◆ **Direction**: Your task is to repeat the entries word for word while leaving out the pictures.

(Location identification items)
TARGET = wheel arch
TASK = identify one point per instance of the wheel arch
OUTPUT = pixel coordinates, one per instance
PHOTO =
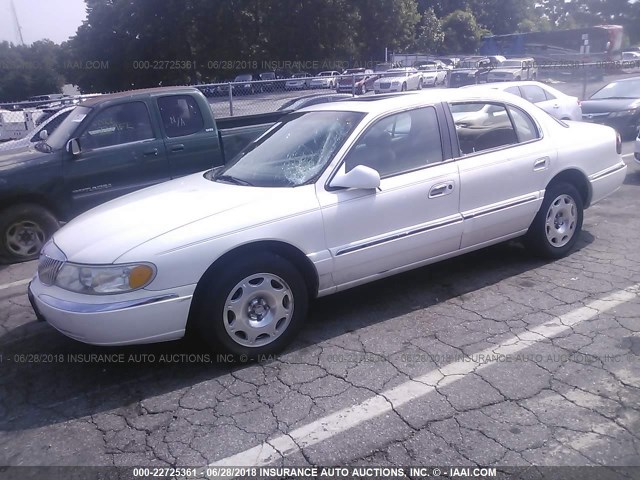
(280, 248)
(578, 179)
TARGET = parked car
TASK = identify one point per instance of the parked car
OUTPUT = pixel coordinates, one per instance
(398, 80)
(514, 69)
(46, 126)
(268, 82)
(329, 198)
(552, 101)
(470, 71)
(617, 105)
(433, 73)
(307, 101)
(244, 84)
(109, 146)
(298, 81)
(357, 80)
(325, 80)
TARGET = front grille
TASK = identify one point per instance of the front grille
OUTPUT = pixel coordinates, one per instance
(48, 269)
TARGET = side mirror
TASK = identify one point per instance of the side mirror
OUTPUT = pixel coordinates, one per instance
(73, 146)
(361, 177)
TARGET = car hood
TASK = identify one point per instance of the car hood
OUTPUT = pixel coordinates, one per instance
(400, 78)
(102, 235)
(609, 105)
(506, 70)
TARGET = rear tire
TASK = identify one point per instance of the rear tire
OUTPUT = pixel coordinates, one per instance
(557, 225)
(24, 229)
(253, 306)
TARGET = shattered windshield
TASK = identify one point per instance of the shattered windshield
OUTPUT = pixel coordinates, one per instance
(293, 152)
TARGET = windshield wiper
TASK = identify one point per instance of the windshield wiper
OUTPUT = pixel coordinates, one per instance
(234, 180)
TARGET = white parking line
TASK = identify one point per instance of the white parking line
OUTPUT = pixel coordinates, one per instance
(345, 419)
(17, 283)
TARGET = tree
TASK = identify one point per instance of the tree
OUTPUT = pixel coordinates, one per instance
(386, 23)
(430, 36)
(461, 32)
(29, 70)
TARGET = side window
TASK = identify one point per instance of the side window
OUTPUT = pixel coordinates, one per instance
(482, 126)
(513, 90)
(533, 93)
(180, 115)
(116, 125)
(525, 128)
(399, 143)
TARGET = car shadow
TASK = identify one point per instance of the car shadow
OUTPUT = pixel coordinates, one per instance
(48, 379)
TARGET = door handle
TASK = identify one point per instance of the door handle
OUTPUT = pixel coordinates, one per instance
(441, 189)
(541, 164)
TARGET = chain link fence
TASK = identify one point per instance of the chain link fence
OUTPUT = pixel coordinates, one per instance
(251, 97)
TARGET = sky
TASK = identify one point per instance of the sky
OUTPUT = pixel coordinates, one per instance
(56, 20)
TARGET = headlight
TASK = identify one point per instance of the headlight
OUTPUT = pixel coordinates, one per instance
(624, 113)
(104, 280)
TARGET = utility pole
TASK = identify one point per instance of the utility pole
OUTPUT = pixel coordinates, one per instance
(17, 23)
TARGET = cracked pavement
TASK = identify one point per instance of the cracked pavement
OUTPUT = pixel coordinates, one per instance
(567, 399)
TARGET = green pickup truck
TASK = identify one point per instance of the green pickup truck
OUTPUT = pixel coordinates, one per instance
(109, 146)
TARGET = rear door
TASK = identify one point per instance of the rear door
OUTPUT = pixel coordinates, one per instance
(191, 146)
(121, 151)
(504, 163)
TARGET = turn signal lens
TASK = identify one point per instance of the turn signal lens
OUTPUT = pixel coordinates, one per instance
(140, 276)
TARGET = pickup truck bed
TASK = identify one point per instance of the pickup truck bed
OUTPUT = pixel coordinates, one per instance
(109, 146)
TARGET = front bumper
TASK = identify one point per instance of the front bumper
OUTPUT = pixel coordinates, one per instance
(145, 317)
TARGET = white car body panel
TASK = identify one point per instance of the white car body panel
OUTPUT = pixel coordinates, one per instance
(563, 106)
(350, 237)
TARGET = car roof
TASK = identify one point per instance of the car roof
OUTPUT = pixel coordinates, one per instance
(500, 86)
(628, 79)
(143, 92)
(398, 101)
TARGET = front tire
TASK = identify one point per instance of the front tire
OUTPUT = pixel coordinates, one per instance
(24, 229)
(557, 225)
(253, 306)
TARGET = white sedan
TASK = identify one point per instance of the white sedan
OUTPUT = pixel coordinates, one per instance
(326, 79)
(330, 197)
(552, 101)
(398, 80)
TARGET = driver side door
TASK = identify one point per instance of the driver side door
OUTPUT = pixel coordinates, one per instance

◆ **Output of the exercise**:
TARGET = wheel arch
TASK = identify one point per instance of the wheel arch
OUTPUT = pixel coordinates, one per instance
PHOTO =
(280, 248)
(578, 179)
TARGET = parked car
TASK = identify one point per instance of the parked car
OUTPUT = pixel coordinates, one per instance
(398, 80)
(514, 69)
(46, 126)
(268, 82)
(329, 198)
(552, 101)
(470, 71)
(617, 105)
(433, 73)
(307, 101)
(244, 84)
(109, 146)
(298, 81)
(357, 80)
(325, 80)
TARGET = front grille
TASK = identify one point per instance of the front grille
OUTPUT = pixel coordinates, one per instance
(48, 269)
TARGET = side mirror
TASK = identify one point per instance of the side mirror
OUTPUT = pixel coordinates, one per instance
(73, 146)
(361, 177)
TARGET = car hood
TASK = identify one point per instance of the car hood
OUTPUT = pixel coordinates, one per instance
(400, 78)
(102, 235)
(609, 105)
(506, 70)
TARGET = rear tire
TASK = identify one point per instance of the rear tire
OUTPUT = pixel coordinates, one per instance
(557, 225)
(24, 229)
(253, 306)
TARGET = shattered windshield
TASK = identify one point per instance of the shattered windshield
OUTPUT = pixel coordinates, one per instance
(293, 152)
TARGET = windshield wiper
TASK = identify one point per instance of the windshield wiper
OUTPUT = pixel coordinates, one per instance
(234, 180)
TARGET = white parking line
TASK = identify one point per instance of the white parking line
OUTPUT = pixel coordinates, one per instance
(345, 419)
(17, 283)
TARGET = tree
TASK = identify one point per instance of the tree
OUTPUT = pixel coordinates, one per instance
(386, 23)
(430, 36)
(461, 32)
(29, 70)
TARGET = side window
TASK = identify one point per instance of the side window
OUTPUT = pixel coordinates, one per instance
(482, 126)
(513, 90)
(533, 93)
(180, 115)
(116, 125)
(525, 128)
(399, 143)
TARGET = car shadow
TASK = identify one point per instance of the car shadow
OUTPUT = pixel coordinates, one per instance
(48, 379)
TARGET = door handle
TASK = identify one point per instance of the door handle
OUTPUT = pixel coordinates, one per instance
(441, 189)
(541, 164)
TARGET = chain link fence
TASK = identify one point per instance of the chain link fence
OUTPUT = pixel coordinates, one per instance
(251, 97)
TARGET = sky
TASK = identify one point per instance of the sky
OUTPUT = pixel coordinates, one per instance
(56, 20)
TARGET = headlight
TASK = identify one point per instance of the headlight
OUTPUT = pixel coordinates, one per instance
(624, 113)
(104, 280)
TARGET = utility pole
TASK = identify one point per instance of the utility pole
OUTPUT = pixel coordinates, one per instance
(17, 23)
TARGET = cracked pavement
TASK = identify one point per instance of the cracked pavement
OUTPUT = pixel coordinates, one per instance
(567, 399)
TARGET = green pickup truck
TASK = identify one point per instance of the green pickup truck
OUTPUT = pixel coordinates, one per instance
(109, 146)
TARGET = rear door
TASK = identify one point per instance of the rear door
OUTPUT = pixel coordinates, one per instance
(191, 146)
(121, 151)
(504, 163)
TARGET = turn signal lens
TASK = identify one point per instance of the turn signal lens
OUTPUT = pixel coordinates, one per instance
(140, 276)
TARGET = pickup truck bed
TASK = identify one point per instance of the pickup truck bed
OUTPUT = pixel coordinates, one per instance
(109, 146)
TARGET = front bumper
TASK = identify one point per instance of the front bumper
OUTPUT = pixel coordinates, one per instance
(145, 317)
TARGET = white car body panel
TASK = identify one point per instance of the white car body panel
OUTPUT = pixel coordinates, one per instance
(563, 106)
(350, 237)
TARGET = car roof
TASK = identify one point per instance of the car roof
OUTPUT = pixel coordinates, one per instance
(500, 86)
(628, 79)
(143, 92)
(398, 101)
TARGET = front tire
TASK = identify one point per instance of the front tire
OUTPUT = pixel coordinates, one per instance
(24, 229)
(557, 225)
(253, 306)
TARGET = white sedan
TASK = identify one point per instance of the white sedan
OUTPUT = pixel coordinates, one per instance
(326, 79)
(330, 197)
(552, 101)
(398, 80)
TARGET = driver side door
TASK = identify one point per instance of the driver side door
OUTPUT = pixel coordinates, one per instance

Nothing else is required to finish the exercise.